I wanted to take a bit of time to define a few words in this passage primarily for my own understanding, but as always, I like to share. The issue of nursing (in public) recently came up in a discussion and as you can imagine, things got a little heated (and I respectively bowed out). I later thought that some of these terms (in the First Timothy passage) needed to be reexamined as their meanings may or may not have been altered through the years. So, as best I could, I wanted to bring clarity (aka: definition) by peeking at the Father’s likely purpose.

Please (kindly) let me know what you think in the comment section below.

…He who receives correction is prudent. Proverbs 15:5

(*The following definitions are from Noah Webster’s 1828 American Dictionary and the Blue Letter Bible (Strong’s) Lexicon and will hereon be identified as NWD and BLB).

Holy

NWD: Properly, whole, entire or perfect, in a moral sense. Hence, pure in heart, temper or dispositions; free from sin and sinful affections. Applied to the Supreme Being, holy signifies perfectly pure, immaculate and complete in moral character; and man is more or less holy, as his heart is more or less sanctified, or purified from evil dispositions. We call a man holy,when his heart is conformed in some degree to the image of God, and his life is regulated by the divine precepts. Hence, holy is used as nearly synonymous with good, pious, godly.

Many would add: ‘Set apart,’ as for the Lord.

BLB: Undefiled by sin, free from wickedness, religiously observing every moral obligation, pure holy, pious (Hosios in the Greek).

Modesty

NWD: That lowly temper which accompanies a moderate estimate of one’s own worth and importance. This temper when natural, springs in some measure from timidity, and in young and inexperienced persons, is allied to bashfulness and diffidence. In persons who have seen the world, and lost their natural timidity, modesty springs no less from principle than from feeling, and is manifested by retiring, unobtrusive manners, assuming less to itself than others are willing to yield, and conceding to others all due honor and respect, or even more than they expect or require.

Additionally: In females, modesty has the like character as in males; but the word is used also as synonymous with chastity, or purity of manners. In this sense, modesty results from purity of mind, or from the fear of disgrace and ignominy fortified by education and principle. Unaffected modesty is the sweetest charm of female excellence, the richest gem in the diadem of their honor. A modesty-piece is a garment that covers the bosom.

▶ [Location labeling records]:
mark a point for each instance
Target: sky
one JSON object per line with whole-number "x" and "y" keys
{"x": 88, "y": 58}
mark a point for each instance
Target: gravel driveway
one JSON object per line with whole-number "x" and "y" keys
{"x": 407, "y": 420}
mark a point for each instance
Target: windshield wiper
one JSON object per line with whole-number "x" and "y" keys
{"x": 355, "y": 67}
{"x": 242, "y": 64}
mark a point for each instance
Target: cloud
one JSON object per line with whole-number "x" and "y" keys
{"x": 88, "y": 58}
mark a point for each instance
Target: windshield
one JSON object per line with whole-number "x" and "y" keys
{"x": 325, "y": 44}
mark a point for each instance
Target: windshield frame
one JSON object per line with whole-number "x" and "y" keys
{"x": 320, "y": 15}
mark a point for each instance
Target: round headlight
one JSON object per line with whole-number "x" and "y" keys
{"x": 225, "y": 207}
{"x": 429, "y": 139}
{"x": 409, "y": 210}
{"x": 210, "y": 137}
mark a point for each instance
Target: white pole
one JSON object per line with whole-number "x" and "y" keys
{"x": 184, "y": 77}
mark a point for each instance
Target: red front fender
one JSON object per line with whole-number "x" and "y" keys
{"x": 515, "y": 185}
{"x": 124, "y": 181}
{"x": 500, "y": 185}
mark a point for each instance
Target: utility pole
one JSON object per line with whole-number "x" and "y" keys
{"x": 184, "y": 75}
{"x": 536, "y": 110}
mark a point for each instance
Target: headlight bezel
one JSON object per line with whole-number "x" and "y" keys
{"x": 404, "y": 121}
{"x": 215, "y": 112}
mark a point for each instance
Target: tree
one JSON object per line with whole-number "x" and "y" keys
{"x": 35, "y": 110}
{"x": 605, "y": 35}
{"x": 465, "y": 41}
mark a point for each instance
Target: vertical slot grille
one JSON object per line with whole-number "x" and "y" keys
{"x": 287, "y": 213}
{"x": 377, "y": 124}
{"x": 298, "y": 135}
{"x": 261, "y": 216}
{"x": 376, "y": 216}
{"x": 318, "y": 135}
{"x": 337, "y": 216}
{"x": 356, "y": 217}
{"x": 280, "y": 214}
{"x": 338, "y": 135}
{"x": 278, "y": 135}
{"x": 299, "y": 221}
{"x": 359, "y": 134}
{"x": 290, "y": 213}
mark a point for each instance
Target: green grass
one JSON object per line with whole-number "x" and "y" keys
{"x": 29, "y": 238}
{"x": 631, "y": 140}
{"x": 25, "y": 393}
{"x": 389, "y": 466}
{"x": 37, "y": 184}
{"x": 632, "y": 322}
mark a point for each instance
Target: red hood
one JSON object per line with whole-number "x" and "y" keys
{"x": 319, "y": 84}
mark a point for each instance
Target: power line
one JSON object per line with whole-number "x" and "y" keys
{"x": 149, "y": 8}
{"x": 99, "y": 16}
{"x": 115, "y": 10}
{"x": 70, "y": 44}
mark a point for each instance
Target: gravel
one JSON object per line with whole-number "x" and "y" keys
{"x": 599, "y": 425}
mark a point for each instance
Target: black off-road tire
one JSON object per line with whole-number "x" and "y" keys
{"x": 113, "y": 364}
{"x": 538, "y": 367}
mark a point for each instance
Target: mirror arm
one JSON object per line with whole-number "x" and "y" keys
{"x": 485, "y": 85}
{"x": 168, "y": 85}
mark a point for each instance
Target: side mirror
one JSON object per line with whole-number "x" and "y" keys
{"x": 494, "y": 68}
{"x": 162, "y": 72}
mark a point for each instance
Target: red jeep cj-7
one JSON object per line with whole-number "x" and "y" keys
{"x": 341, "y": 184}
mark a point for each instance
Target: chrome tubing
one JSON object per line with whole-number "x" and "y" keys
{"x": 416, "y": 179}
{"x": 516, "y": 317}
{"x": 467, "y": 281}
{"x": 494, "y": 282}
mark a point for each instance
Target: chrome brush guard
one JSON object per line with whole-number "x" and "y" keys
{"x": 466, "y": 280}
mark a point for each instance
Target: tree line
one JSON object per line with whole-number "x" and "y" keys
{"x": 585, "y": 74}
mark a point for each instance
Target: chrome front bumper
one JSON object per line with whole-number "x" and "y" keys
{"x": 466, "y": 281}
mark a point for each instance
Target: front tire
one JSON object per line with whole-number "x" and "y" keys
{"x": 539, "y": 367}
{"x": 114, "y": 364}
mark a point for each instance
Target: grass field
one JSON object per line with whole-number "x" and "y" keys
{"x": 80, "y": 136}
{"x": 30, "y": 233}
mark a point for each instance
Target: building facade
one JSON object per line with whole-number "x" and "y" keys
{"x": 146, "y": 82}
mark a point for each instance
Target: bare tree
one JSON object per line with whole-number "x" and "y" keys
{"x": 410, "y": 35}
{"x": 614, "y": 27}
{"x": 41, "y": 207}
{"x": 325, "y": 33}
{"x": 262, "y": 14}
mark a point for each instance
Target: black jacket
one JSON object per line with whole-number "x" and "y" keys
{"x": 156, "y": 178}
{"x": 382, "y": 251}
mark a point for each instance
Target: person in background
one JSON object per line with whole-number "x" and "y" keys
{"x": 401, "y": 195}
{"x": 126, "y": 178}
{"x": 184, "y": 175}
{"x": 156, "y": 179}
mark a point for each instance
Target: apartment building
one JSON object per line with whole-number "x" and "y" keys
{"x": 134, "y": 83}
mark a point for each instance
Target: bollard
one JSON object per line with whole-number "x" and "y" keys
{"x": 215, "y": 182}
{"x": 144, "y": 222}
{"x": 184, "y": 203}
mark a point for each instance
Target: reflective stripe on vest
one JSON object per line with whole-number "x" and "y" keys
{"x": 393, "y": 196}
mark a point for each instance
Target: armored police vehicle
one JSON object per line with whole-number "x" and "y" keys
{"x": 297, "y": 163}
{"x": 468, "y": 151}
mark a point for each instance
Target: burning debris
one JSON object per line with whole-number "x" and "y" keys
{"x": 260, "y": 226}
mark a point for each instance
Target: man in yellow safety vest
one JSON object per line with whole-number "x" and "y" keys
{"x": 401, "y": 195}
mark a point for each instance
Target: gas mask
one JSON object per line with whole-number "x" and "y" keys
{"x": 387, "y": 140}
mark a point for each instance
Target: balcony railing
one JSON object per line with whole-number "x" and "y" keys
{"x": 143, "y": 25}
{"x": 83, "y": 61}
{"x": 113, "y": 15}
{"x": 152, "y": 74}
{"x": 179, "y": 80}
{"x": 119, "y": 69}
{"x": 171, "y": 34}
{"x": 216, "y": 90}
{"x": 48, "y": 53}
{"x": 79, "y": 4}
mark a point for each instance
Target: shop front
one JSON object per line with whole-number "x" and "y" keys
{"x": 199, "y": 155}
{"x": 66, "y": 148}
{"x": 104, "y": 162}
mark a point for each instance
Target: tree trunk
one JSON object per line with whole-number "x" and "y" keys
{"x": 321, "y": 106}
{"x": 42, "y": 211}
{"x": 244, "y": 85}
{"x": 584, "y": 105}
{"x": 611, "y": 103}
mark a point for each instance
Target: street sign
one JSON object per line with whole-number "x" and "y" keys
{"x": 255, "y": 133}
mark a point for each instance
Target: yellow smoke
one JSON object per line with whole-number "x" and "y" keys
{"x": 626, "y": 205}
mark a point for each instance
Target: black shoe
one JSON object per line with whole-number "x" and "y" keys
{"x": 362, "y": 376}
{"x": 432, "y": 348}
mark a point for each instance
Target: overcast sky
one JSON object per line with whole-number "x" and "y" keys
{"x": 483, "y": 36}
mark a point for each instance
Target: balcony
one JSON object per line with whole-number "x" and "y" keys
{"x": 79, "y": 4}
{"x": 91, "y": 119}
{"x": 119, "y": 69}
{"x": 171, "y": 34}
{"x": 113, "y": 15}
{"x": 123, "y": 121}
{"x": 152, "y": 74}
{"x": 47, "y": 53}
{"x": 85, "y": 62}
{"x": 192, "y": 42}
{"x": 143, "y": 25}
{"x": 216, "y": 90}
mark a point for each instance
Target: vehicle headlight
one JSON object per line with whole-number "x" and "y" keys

▶ [JOB 1]: According to the text on word definitions, why did the writer decide that certain terms in the First Timothy passage needed to be reexamined?
▶ [JOB 2]: In the text on word definitions, the Webster entry for "Holy" names the words that holy is used as nearly synonymous with. List them.
▶ [JOB 3]:
Answer these questions from the text on word definitions:
(a) Which Bible verse is quoted near the start?
(b) What Greek word does the Blue Letter Bible entry give for holy?
(c) What does the text say a modesty-piece is?

▶ [WRITTEN RESPONSE 1]: The writer thought these terms needed reexamining because their meanings may or may not have been altered through the years. The aim was to bring clarity, or definition, by looking at the Father's likely purpose.

▶ [WRITTEN RESPONSE 2]: good, pious, godly

▶ [WRITTEN RESPONSE 3]:
(a) Proverbs 15:5
(b) Hosios
(c) A garment that covers the bosom.